THE TASK: Copy all the records word for word, apart from any pictures.

Start of THE RECORDS

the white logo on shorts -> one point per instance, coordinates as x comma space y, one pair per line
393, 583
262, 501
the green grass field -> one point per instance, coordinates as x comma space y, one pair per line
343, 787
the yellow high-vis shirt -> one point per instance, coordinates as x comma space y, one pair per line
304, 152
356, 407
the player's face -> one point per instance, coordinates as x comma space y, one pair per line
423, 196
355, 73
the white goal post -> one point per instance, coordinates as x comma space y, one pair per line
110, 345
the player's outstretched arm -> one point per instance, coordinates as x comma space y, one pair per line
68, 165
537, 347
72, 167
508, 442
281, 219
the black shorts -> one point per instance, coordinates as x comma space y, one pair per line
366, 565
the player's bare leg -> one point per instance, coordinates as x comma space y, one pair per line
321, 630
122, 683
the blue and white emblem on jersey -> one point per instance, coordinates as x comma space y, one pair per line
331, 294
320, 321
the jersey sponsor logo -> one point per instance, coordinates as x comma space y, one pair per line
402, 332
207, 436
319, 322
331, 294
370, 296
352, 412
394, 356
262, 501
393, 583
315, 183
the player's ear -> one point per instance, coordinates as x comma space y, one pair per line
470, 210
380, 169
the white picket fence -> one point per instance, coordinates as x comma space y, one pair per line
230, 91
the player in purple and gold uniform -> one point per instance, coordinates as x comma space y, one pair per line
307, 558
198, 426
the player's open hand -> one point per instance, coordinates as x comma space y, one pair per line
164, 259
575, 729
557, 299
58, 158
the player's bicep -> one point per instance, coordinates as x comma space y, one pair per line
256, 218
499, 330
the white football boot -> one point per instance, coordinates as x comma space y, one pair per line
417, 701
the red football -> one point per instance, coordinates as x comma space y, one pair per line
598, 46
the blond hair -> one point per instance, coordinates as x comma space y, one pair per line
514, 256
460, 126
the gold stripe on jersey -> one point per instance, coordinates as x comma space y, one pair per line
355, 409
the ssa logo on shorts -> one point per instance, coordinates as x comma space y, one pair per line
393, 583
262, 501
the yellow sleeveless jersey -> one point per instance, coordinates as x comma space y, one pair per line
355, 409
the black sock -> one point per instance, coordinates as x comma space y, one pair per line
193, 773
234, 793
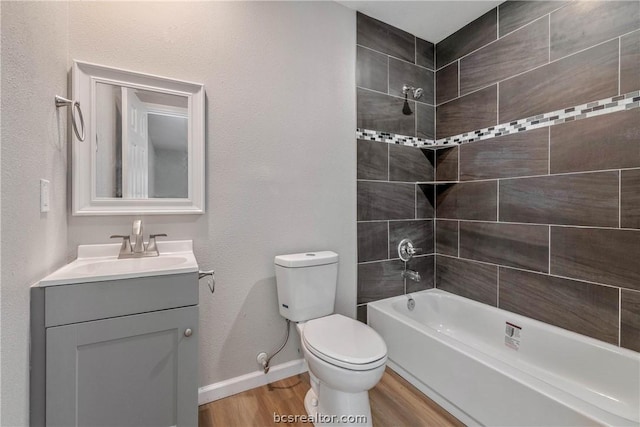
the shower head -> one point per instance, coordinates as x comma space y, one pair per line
406, 110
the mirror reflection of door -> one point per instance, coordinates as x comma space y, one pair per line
135, 141
141, 144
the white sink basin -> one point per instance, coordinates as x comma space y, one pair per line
97, 263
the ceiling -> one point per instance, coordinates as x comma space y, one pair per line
429, 20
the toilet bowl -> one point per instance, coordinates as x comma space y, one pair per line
346, 358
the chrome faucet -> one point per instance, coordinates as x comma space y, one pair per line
138, 249
138, 245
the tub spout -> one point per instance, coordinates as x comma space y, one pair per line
411, 275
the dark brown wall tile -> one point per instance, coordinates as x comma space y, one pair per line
371, 69
630, 62
514, 245
447, 164
447, 83
514, 14
516, 53
468, 200
597, 255
384, 38
470, 112
372, 160
519, 154
467, 39
580, 78
420, 232
425, 266
384, 113
603, 142
424, 201
447, 237
401, 73
577, 306
425, 52
630, 198
577, 199
361, 313
586, 23
468, 279
630, 320
372, 241
410, 164
383, 200
379, 280
425, 121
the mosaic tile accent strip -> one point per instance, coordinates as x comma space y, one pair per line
392, 138
623, 102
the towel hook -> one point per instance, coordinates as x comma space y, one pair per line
75, 107
210, 282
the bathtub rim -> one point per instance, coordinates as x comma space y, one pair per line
514, 372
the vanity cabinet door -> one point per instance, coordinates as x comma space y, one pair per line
138, 370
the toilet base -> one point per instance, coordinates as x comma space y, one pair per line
332, 407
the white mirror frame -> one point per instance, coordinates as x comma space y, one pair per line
84, 201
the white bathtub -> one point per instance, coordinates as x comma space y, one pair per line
458, 353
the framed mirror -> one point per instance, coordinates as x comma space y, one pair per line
145, 147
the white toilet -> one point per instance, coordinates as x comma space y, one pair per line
346, 358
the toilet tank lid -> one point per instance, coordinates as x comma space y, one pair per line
307, 259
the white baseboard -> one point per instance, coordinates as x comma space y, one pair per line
222, 389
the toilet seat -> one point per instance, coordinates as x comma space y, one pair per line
345, 342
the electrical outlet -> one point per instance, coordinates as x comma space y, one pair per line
44, 196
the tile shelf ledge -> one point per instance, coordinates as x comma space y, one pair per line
613, 104
436, 182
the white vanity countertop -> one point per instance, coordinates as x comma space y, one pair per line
97, 263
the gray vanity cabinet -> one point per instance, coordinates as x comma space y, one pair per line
134, 367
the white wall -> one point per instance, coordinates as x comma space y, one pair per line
280, 82
34, 145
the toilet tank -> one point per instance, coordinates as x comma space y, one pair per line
306, 284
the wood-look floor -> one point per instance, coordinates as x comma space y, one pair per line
394, 402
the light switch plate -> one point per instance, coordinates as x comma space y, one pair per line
44, 195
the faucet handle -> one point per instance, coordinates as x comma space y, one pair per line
126, 242
137, 227
152, 245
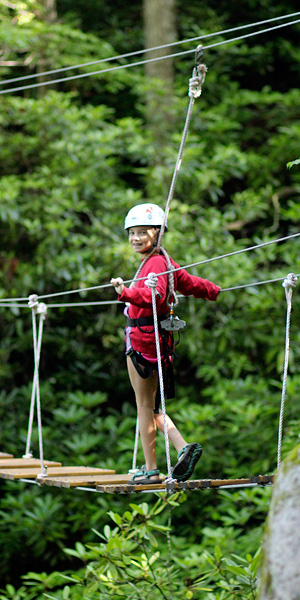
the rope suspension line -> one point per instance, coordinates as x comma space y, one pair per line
288, 284
41, 309
195, 86
146, 50
151, 282
6, 302
143, 62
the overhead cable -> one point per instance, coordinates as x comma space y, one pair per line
143, 62
145, 50
201, 262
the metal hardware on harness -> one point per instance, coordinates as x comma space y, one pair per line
172, 323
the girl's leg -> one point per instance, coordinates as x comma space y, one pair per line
145, 390
175, 436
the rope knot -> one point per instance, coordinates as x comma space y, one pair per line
151, 282
41, 309
290, 281
197, 80
33, 301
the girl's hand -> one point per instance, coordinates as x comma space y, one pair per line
118, 284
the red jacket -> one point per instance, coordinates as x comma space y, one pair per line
140, 298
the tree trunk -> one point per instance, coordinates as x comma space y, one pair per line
280, 573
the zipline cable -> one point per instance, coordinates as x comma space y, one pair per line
202, 262
143, 62
288, 285
146, 50
75, 304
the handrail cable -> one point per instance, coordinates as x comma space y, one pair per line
201, 262
146, 50
100, 303
143, 62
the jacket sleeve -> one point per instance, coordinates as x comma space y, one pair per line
190, 285
141, 295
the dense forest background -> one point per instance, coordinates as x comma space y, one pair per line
74, 157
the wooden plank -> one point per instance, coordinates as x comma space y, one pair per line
32, 473
86, 480
22, 463
112, 487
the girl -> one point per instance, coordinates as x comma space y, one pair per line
143, 223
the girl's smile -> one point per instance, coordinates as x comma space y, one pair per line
142, 239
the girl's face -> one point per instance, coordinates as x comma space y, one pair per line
141, 239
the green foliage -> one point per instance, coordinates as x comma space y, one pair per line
73, 160
134, 559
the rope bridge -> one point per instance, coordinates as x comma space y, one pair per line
51, 473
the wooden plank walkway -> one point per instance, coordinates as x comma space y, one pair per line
24, 463
198, 484
107, 480
86, 480
33, 472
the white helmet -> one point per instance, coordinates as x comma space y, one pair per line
147, 214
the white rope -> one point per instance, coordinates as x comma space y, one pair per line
151, 283
142, 62
136, 444
288, 285
41, 309
188, 266
145, 50
195, 84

End of THE RECORDS

RESULT:
the white logo on shorts -> one point per instance, coordinates as x comma space y, one pair per line
393, 583
262, 501
the green grass field -> one point per instance, coordinates as x comma space y, one pair per line
343, 787
the yellow high-vis shirt -> one point per instance, coordinates as x comma space y, one pair per line
304, 152
356, 407
the player's face -> one point per instance, coordinates as x comma space y, one pair per line
423, 196
355, 73
the white goal post -> one point per instance, coordinates as x comma space y, one pair per line
110, 345
the player's outstretched arm -> one point per instance, coordinates as x comma space y, one pair per line
68, 165
537, 347
72, 167
508, 442
281, 219
the black shorts -> one point per instance, coordinates as x comma space y, one pair per line
366, 565
the player's bare leg -> one point per instance, coordinates as x comma space y, one pair per line
321, 630
122, 683
the blue and white emblem on jersey -> one point per instance, coordinates as x comma space y, one pair per line
331, 294
320, 321
the jersey sponsor logo -> one point per instance, coordinates as x comma space y, one pair per line
402, 332
207, 436
319, 322
331, 294
370, 296
352, 412
394, 356
262, 501
393, 583
315, 183
the player's ear -> one point per instance, coordinates as x comma space y, one pair per line
470, 210
380, 169
the white picket fence -> one point per instance, coordinates as x comma space y, one pair per line
230, 91
the player in purple and gold uniform -> one point per instance, coordinates as x comma space y, one pair per line
307, 558
198, 426
the player's open hand -> one point per instance, coordinates as x comma space y, one pair per line
164, 259
575, 729
557, 299
58, 158
the player's bicep -> one point per instance, coordinates as x comma space y, one pair per line
256, 218
499, 330
the white football boot -> one point per instance, coordinates as x comma space y, one pair per line
417, 701
the red football -> one point per instance, coordinates as x comma space y, one pair per line
598, 46
the blond hair -> one point per instance, coordinates as x comma space y, one pair per line
514, 256
460, 126
the gold stripe on jersey -> one point per instance, coordinates as x comma space y, one pair per line
355, 409
the ssa logo on shorts -> one point per instance, coordinates as x comma space y, one pair per line
393, 583
262, 501
the yellow sleeveless jersey -> one point per instance, coordinates as x comma space y, one pair per line
355, 409
the black sock -> one point per instance, coordinates as x comma space y, one pair per line
193, 773
234, 793
the shower head -> one point per instance, coordinates as x comma space y, one pair per line
406, 110
the mirror reflection of door -> one point per instance, coordinates as x comma space y, one pair per line
135, 141
141, 144
the white sink basin -> one point per instance, coordinates as x comma space y, one pair per line
97, 263
the ceiling -> one point per instance, coordinates as x comma space y, one pair per line
429, 20
the toilet bowl -> one point per instance, coordinates as x comma space y, one pair per line
346, 358
the chrome faucet -> one point per instance, coordinates as x comma space y, one pair per line
138, 249
138, 245
the tub spout -> one point per instance, coordinates as x comma space y, one pair per line
411, 275
the dark brown wall tile -> one point per instance, coordinates as x comma space y, one pair per line
371, 69
630, 62
514, 245
447, 164
447, 83
514, 14
516, 53
468, 200
597, 255
384, 38
470, 112
372, 160
519, 154
467, 39
580, 78
420, 232
425, 266
384, 113
603, 142
424, 201
447, 237
401, 73
577, 306
425, 52
630, 198
577, 199
361, 313
586, 23
468, 279
630, 320
372, 241
410, 164
383, 200
379, 280
425, 121
the mosaic tile accent strip -> one point per instance, coordinates as x comma space y, one pair per line
392, 138
623, 102
the towel hook -> one point per instance, coordinates as x comma space y, one pair per line
75, 107
210, 282
the bathtub rim -> one point per instance, coordinates as x comma space y, one pair per line
514, 372
the vanity cabinet door -> one point per instance, coordinates as x comma space y, one pair per line
138, 370
the toilet base -> one point per instance, coordinates as x comma space y, one pair per line
332, 407
the white mirror frame -> one point per instance, coordinates as x comma space y, one pair per line
84, 201
the white bathtub -> one point per instance, coordinates as x comma space y, one pair per line
458, 353
the framed mirror -> one point per instance, coordinates as x comma space y, one pair per line
145, 147
the white toilet -> one point per instance, coordinates as x comma space y, one pair per line
346, 358
the toilet tank lid -> one point per instance, coordinates as x comma space y, one pair per line
307, 259
the white baseboard -> one point per instance, coordinates as x comma space y, one pair per line
222, 389
the toilet seat -> one point per instance, coordinates as x comma space y, one pair per line
345, 342
the electrical outlet -> one point per instance, coordinates as x comma space y, one pair per line
44, 196
the tile shelf ledge -> one point per instance, coordinates as x comma space y, one pair per line
613, 104
436, 182
the white vanity countertop -> one point per instance, coordinates as x comma space y, one pair per line
97, 263
the gray vanity cabinet -> one point per instance, coordinates as x comma space y, one pair per line
134, 367
the white wall -> one point per instance, coordinates as x comma space y, one pair per line
280, 82
34, 145
the toilet tank -> one point per instance, coordinates as x comma space y, one pair per line
306, 284
the wood-look floor -> one point per instance, coordinates as x comma space y, one pair per line
394, 402
the light switch plate -> one point per instance, coordinates as x comma space y, one pair per line
44, 195
the faucet handle -> one point per instance, coordinates as x comma space y, one pair per line
126, 242
137, 227
152, 245
the rope suspension line -> one point per instance, coordinates as x comma space y, one pair per line
288, 284
41, 309
195, 86
146, 50
151, 282
6, 302
143, 62
the overhead cable -> one point per instance, coordinates as x comma space y, one pair per line
143, 62
145, 50
201, 262
the metal hardware on harness -> one point per instance, coordinates as x comma space y, one pair per line
172, 323
the girl's leg -> one point per instance, coordinates as x comma space y, one pair per line
145, 390
175, 436
the rope knot -> one point per instance, coordinates as x comma space y, one pair per line
151, 282
41, 309
290, 281
197, 80
33, 301
the girl's hand -> one point per instance, coordinates as x comma space y, one pair per line
118, 284
the red jacket -> one point per instance, coordinates as x comma space y, one pair per line
140, 298
the tree trunk -> one point per instance, coordinates as x comma space y, one pair per line
280, 573
the zipline cable -> one point per instance, coordinates as x comma space y, one pair per line
202, 262
143, 62
288, 285
146, 50
75, 304
the handrail cable -> one point per instance, coordinates as x comma space y, one pair per line
201, 262
146, 50
100, 303
143, 62
the jacket sleeve -> one point per instance, coordinates as x comma space y, one pair per line
190, 285
141, 295
the dense forest background -> one point per instance, coordinates as x comma space y, one pair per line
74, 157
the wooden plank -> one point per instance, coordinates as x comma space y, one pair per line
32, 473
86, 480
22, 463
112, 487
the girl -> one point per instance, coordinates as x comma space y, one pair per line
143, 223
the girl's smile -> one point per instance, coordinates as x comma space y, one pair per line
142, 239
the girl's face -> one point per instance, coordinates as x comma space y, one pair per line
141, 239
the green foliage -> one point per instance, coordinates as x comma space y, one pair per line
73, 160
134, 559
the rope bridge -> one point per instance, coordinates as x comma space y, one pair per line
51, 473
the wooden plank walkway -> one point per instance, coordinates as x comma space y, one pair per line
24, 463
198, 484
107, 480
86, 480
33, 472
the white helmet -> one point per instance, coordinates as x comma space y, one pair per line
147, 214
the white rope -> one point per instance, coordinates as x comma space y, one pair per line
151, 283
142, 62
136, 444
288, 285
41, 309
188, 266
145, 50
195, 84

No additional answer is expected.